Start of Text excerpt

Why Do I Always Feel So Guilty?

Standard
Why Do I Always Feel So Guilty?

Lately, it has become more and more apparent to me that I’m being mean and unfair towards myself pretty much all the time. I seem to be stuck in a never-ending cycle that I’m having trouble getting out of. You see, I feel guilty almost all the time. It can be that I don’t feel like I’m a good enough a mother, it can be that I don’t feel like I’m a good enough a wife, or that I’m not efficient enough in my studies, or that the house is always a mess, or, or, or… I always feel like I have to be doing something and when I do, I always feel like it’s done at the expense of something else I should or could be doing. It’s a vicious circuit that leads nowhere. It’s a fight with my unconsciousness that I can’t win!

I’ve often wondered “Is it just me?!?” …or something related to the fact that I am a woman and that we tend to do this to ourselves. Whatever the reason is, my husband certainly does not seem to have this problem. Most of the time, he seems blissfully guilt-free. And while I try my best to feel happy for him, it annoys the hell out of me! I’m petty enough to envy him for it! And yes, of course that makes me feel guilty! How twisted is that? Like I said, I can only lose! And it seems to me that no matter how much I try to be more efficient, It’s never quite enough, I always feel a little behind schedule and end up being completely exhausted mentally and in desperate need for some me-time. And of course – yes you guessed it – the me-time only leads to more guilty feelings! What can I say, I’m a lost case!

End of Text excerpt

What is asked.
1. Please write out the post about always feeling guilty word for word, starting with "Lately, it has" and going on through "I can’t win!".
2. Carry on the post about always feeling guilty from the point where it stops.
None of the rows are needed for this work.

Start of Dataset rows

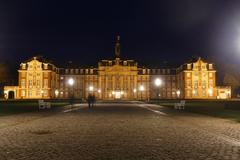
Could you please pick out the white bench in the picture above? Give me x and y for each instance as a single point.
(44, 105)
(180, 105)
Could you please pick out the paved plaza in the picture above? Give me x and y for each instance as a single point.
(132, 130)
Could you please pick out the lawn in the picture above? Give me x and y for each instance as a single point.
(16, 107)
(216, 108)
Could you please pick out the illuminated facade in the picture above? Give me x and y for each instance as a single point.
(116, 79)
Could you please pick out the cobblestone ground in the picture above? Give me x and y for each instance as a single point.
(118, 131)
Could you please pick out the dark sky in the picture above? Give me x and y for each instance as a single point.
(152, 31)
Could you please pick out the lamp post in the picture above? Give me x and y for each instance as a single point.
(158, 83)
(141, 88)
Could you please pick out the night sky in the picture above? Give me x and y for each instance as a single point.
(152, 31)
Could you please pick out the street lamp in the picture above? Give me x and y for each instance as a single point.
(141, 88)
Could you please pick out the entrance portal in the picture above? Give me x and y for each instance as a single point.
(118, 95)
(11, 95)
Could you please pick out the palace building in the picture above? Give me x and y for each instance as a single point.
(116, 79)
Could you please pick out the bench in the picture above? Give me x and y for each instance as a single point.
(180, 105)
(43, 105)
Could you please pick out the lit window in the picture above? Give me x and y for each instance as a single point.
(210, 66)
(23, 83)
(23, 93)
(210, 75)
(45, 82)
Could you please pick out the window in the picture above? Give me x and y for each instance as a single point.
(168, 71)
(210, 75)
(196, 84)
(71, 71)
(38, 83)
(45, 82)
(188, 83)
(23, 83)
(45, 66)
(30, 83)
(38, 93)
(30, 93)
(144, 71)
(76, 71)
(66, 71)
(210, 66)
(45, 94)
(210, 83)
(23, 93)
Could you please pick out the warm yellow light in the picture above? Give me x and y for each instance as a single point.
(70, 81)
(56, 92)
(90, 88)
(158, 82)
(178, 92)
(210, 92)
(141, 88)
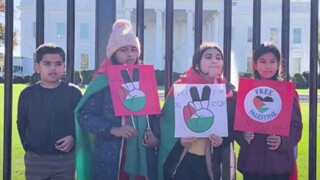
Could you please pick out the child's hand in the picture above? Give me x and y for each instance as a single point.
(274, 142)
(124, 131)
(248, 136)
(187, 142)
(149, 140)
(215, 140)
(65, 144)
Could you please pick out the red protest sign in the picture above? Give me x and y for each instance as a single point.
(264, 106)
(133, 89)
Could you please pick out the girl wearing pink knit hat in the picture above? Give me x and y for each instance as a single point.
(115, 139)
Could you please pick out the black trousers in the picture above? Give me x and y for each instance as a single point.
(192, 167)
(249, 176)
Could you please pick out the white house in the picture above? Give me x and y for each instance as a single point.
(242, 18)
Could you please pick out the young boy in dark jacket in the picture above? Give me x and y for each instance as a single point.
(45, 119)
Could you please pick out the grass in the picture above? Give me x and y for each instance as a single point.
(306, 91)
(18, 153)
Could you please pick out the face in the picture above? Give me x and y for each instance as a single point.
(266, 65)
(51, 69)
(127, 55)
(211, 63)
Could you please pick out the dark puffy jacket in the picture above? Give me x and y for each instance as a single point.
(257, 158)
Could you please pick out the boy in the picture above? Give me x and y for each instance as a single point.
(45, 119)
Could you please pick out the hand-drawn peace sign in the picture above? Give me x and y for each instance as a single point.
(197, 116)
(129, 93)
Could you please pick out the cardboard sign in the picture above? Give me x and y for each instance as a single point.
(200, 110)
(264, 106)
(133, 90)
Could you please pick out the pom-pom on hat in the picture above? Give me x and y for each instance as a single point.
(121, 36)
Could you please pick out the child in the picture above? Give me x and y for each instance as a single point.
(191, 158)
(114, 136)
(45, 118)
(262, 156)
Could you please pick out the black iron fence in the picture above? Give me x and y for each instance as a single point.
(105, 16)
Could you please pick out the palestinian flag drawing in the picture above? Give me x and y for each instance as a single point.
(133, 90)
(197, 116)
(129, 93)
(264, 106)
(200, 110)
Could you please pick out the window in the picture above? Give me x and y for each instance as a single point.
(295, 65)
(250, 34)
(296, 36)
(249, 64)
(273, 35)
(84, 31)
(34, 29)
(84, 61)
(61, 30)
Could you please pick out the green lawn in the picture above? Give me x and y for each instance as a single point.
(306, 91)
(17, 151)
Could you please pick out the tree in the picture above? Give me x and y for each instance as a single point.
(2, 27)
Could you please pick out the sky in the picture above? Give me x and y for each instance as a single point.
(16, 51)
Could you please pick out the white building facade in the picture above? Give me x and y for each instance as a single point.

End of Dataset rows

Task results.
1.
Lately, it has become more and more apparent to me that I’m being mean and unfair towards myself pretty much all the time. I seem to be stuck in a never-ending cycle that I’m having trouble getting out of. You see, I feel guilty almost all the time. It can be that I don’t feel like I’m a good enough a mother, it can be that I don’t feel like I’m a good enough a wife, or that I’m not efficient enough in my studies, or that the house is always a mess, or, or, or… I always feel like I have to be doing something and when I do, I always feel like it’s done at the expense of something else I should or could be doing. It’s a vicious circuit that leads nowhere. It’s a fight with my unconsciousness that I can’t win!

2.
I know I’m being completely ridiculous, which makes it even more of a problem. I mean, if I know it’s there, it shouldn’t be too big of a deal to rid myself of it, right? I’ve talked about this with my husband and he has the simplest solution: “Just let it go, no one expects you to do everything”. Well, if it only was that simple my love. The fact is that I myself seem to expect me to be capable of doing it all. I seem to expect myself to be the super mom who is a perfect caretaker for her two autistic kids while managing to have an exciting career, eating healthy and stay in shape, is the fun and sexy wife, attentive friend and daughter who keeps a clean and lovely home, everything done with a smile on her face. Not living up to this standard is a failure, right? …a natural reason for feeling guilty, right?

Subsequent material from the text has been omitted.